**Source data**
Start of Block

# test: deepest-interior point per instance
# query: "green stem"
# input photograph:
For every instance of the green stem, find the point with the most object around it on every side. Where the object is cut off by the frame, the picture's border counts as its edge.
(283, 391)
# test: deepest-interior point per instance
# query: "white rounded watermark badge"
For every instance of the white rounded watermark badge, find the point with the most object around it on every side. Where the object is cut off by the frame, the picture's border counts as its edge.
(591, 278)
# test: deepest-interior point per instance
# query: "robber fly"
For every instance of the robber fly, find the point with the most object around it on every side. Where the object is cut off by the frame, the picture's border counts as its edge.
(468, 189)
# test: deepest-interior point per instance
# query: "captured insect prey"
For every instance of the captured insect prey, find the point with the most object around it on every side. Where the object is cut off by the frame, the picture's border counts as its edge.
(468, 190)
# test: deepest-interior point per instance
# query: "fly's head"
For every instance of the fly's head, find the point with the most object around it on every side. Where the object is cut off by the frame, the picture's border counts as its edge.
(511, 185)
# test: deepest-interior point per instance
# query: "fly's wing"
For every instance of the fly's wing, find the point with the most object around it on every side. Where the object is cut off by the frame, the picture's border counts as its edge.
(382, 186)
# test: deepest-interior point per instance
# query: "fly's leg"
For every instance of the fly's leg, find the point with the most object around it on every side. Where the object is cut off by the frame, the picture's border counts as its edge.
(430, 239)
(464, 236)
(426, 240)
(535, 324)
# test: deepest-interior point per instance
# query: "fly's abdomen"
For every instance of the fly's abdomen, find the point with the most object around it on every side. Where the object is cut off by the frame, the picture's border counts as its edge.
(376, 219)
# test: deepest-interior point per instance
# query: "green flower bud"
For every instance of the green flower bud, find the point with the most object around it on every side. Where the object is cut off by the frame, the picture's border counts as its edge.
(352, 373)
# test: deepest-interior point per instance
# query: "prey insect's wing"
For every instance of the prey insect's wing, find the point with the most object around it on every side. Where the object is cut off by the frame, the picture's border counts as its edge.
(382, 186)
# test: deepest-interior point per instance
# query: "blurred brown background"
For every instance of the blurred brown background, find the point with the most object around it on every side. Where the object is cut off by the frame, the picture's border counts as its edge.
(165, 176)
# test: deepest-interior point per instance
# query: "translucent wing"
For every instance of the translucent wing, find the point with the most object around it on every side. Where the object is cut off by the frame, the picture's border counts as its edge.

End of Block

**YOUR ASSIGNMENT**
Each line of the data is to be retyped exactly as shown.

**WRITTEN SOLUTION**
# test: deepest-interior point per instance
# query: "green stem"
# input photograph:
For every instance of the green stem, find the point with the most object around it on every side. Where the object is cut off by the frame, the picture's border counts as its edge.
(283, 391)
# test: deepest-interior point per instance
# query: "white rounded watermark badge"
For every instance of the white rounded watermark badge, find the point with the most object around it on every side. Where the object is cut off by the frame, the picture's border counts as its edge.
(591, 278)
# test: deepest-interior point per instance
# query: "robber fly"
For every instance of the robber fly, find the point with the most object around it on every side. Where the object is cut off by the frame, the picture's border counts as its edge.
(468, 189)
# test: deepest-interior point per instance
# query: "captured insect prey"
For every instance of the captured insect prey, find the point with the most object around it on every side. Where the object is cut off by the frame, the picture's border counts as its edge.
(468, 190)
# test: deepest-interior point per instance
# query: "fly's head"
For every instance of the fly's head, find the point with the most object around it on every side. Where the object is cut off by the frame, the picture's border counts as its edge.
(511, 185)
# test: deepest-interior point per instance
# query: "fly's wing"
For every instance of the fly's wing, find the point with the most object around it on every side. Where the object is cut off by the frame, the picture's border counts as its edge.
(382, 186)
# test: deepest-interior point per instance
# query: "fly's leg"
For every instance of the fly's leg, find the point with the most object around it on every side. Where the object is cut off by the frame, the picture's border counts as its edge.
(430, 239)
(464, 236)
(426, 240)
(535, 324)
# test: deepest-interior point per instance
# query: "fly's abdomen"
For every instance of the fly's abdomen, find the point with the most object around it on every side. Where the object is cut off by the frame, the picture's border counts as its edge.
(376, 219)
# test: deepest-interior point per instance
# query: "green flower bud"
For every instance of the green flower bud, find the point with the most object around it on every side. Where the object is cut off by the frame, the picture's border counts as its edge.
(352, 373)
# test: deepest-interior point per instance
# query: "prey insect's wing"
For every instance of the prey insect's wing, find the point with the most object around it on every side. Where the object is cut off by the frame, the picture's border counts as its edge.
(382, 186)
# test: deepest-interior point per instance
# query: "blurred brown background"
For every instance of the blurred brown background, find the point with the most object around it on every side. Where the object is cut off by the frame, the picture's border counts as its edge.
(165, 176)
# test: deepest-interior point per instance
# query: "translucent wing"
For every instance of the translucent wing, find the point with the most object around it on every side. Where the object is cut off by the frame, the picture's border counts as its edge.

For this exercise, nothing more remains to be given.